### Goal
Could you format the rows as a two-column CSV with the columns request and points, one CSV line per row, starting at the line that has "surface above? Mark it with a dot." and stopping after the last row? Quote each field, turn any line breaks into spaces, and leave the pictures out.

====

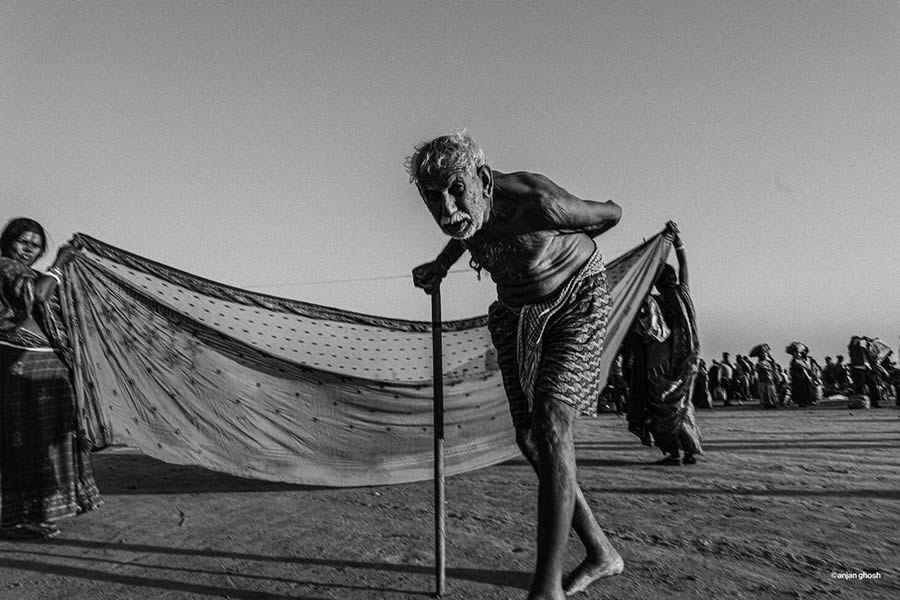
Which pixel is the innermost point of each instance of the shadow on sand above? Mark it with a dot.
(99, 552)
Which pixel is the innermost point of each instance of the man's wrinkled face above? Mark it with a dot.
(26, 248)
(458, 201)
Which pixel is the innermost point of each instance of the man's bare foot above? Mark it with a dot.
(590, 571)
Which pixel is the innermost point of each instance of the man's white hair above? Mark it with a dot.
(455, 152)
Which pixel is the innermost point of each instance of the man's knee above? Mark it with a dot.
(553, 423)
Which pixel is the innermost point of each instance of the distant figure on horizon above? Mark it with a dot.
(862, 370)
(726, 374)
(766, 375)
(803, 376)
(741, 379)
(701, 397)
(535, 240)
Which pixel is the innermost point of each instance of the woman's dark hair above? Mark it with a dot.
(17, 227)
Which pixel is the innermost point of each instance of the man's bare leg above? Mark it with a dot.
(602, 559)
(553, 424)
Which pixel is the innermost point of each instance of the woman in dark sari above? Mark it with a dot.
(45, 469)
(665, 371)
(804, 380)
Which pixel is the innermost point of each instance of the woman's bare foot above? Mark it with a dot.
(590, 571)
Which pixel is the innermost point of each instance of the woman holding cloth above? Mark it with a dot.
(45, 468)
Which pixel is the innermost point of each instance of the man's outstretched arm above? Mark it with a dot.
(556, 208)
(673, 232)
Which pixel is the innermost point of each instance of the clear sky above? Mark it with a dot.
(261, 143)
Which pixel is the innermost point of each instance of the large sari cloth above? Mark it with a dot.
(192, 371)
(45, 468)
(663, 375)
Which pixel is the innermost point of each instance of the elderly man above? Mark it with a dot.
(548, 325)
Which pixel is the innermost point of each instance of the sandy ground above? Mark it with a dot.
(785, 504)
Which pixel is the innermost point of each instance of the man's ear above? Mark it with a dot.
(487, 180)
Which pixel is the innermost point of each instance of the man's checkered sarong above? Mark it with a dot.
(552, 350)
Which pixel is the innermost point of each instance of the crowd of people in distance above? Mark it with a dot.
(871, 377)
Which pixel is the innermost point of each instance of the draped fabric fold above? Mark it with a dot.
(191, 371)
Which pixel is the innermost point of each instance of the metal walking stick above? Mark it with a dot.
(439, 509)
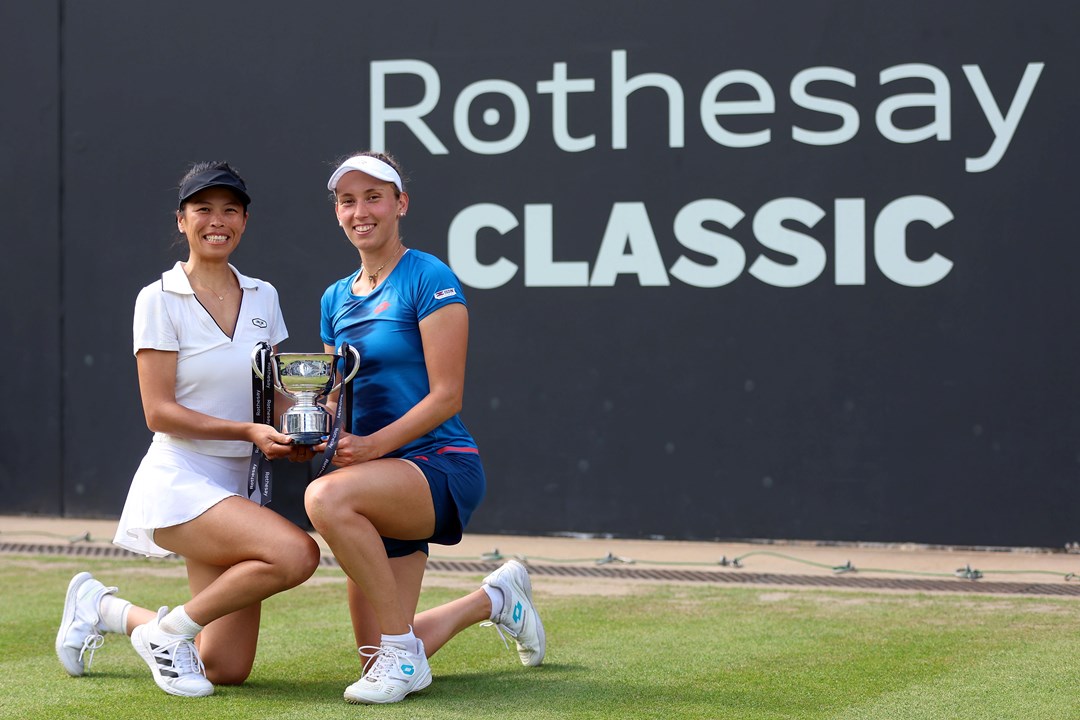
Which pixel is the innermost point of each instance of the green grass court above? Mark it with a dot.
(647, 650)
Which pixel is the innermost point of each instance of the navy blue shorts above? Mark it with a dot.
(456, 478)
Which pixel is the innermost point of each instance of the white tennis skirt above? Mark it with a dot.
(174, 485)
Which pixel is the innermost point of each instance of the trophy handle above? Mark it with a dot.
(255, 362)
(355, 367)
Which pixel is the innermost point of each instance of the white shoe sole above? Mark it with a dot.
(70, 601)
(143, 648)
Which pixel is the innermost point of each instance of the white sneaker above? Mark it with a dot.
(390, 674)
(173, 659)
(79, 630)
(518, 616)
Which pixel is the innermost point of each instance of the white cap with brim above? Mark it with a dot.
(368, 165)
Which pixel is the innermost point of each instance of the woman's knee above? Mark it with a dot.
(302, 561)
(226, 671)
(322, 501)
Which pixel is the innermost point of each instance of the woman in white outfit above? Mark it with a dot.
(194, 330)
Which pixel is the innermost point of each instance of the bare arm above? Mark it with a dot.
(157, 379)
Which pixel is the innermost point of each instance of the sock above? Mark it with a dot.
(178, 623)
(113, 613)
(496, 595)
(406, 641)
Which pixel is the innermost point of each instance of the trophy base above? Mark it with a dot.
(307, 438)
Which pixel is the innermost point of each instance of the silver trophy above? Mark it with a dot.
(306, 378)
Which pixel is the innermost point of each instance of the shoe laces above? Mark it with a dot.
(185, 656)
(380, 661)
(499, 628)
(91, 642)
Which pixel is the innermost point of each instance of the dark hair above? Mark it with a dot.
(198, 168)
(385, 157)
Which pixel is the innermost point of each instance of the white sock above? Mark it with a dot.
(406, 641)
(178, 623)
(496, 595)
(113, 613)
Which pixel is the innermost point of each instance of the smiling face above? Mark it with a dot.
(213, 220)
(368, 209)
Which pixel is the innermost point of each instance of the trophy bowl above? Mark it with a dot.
(307, 378)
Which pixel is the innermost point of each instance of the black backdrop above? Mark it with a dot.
(845, 314)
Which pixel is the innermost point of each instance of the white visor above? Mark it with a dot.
(368, 165)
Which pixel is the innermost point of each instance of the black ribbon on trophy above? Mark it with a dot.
(260, 473)
(306, 378)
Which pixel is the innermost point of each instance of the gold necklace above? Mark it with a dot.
(374, 276)
(219, 296)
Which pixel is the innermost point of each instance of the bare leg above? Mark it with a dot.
(352, 507)
(232, 535)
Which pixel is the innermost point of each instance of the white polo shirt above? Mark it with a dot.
(213, 370)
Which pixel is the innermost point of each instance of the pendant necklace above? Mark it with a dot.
(374, 276)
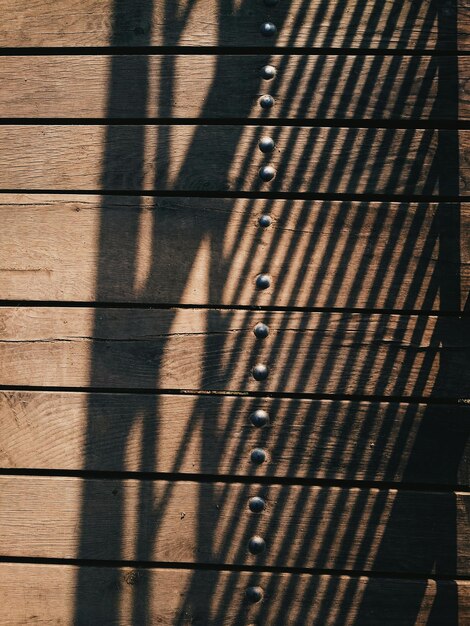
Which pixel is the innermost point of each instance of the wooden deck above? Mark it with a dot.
(234, 314)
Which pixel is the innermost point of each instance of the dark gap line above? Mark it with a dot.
(412, 576)
(227, 307)
(234, 479)
(434, 124)
(428, 400)
(250, 195)
(225, 50)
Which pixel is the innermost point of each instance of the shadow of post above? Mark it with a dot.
(443, 176)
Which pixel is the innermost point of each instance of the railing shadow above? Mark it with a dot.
(334, 264)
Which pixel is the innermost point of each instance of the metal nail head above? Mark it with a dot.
(263, 281)
(259, 418)
(256, 545)
(258, 456)
(261, 330)
(268, 29)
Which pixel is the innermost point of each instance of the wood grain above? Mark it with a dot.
(226, 158)
(411, 443)
(376, 530)
(305, 87)
(320, 254)
(42, 594)
(383, 24)
(331, 353)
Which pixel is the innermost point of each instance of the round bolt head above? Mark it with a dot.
(266, 102)
(261, 330)
(260, 372)
(259, 418)
(258, 456)
(267, 173)
(254, 594)
(268, 29)
(256, 545)
(263, 281)
(265, 221)
(268, 72)
(266, 144)
(256, 505)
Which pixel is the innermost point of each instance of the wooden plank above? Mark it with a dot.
(383, 24)
(320, 254)
(305, 87)
(65, 594)
(226, 158)
(376, 530)
(330, 353)
(411, 443)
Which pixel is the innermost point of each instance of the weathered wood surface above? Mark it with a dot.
(229, 86)
(411, 443)
(122, 249)
(376, 530)
(45, 594)
(383, 24)
(226, 158)
(331, 353)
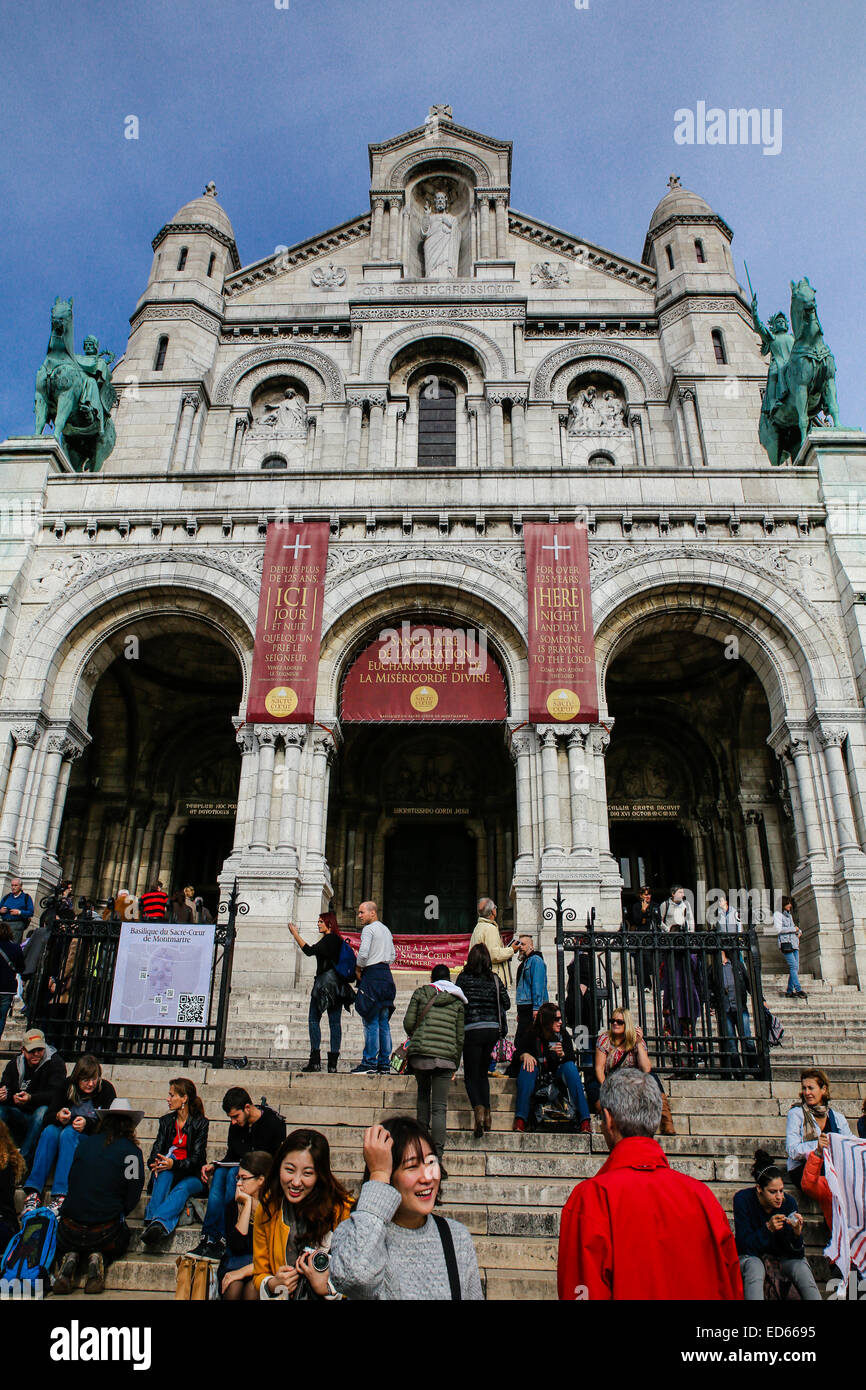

====

### Result for this task
request,points
"Which pixel is the innermost point of each instance of the weathered wood surface above? Mark it with a dot.","(229, 86) (411, 443) (122, 249) (376, 530) (45, 594) (383, 24) (226, 158) (331, 353)"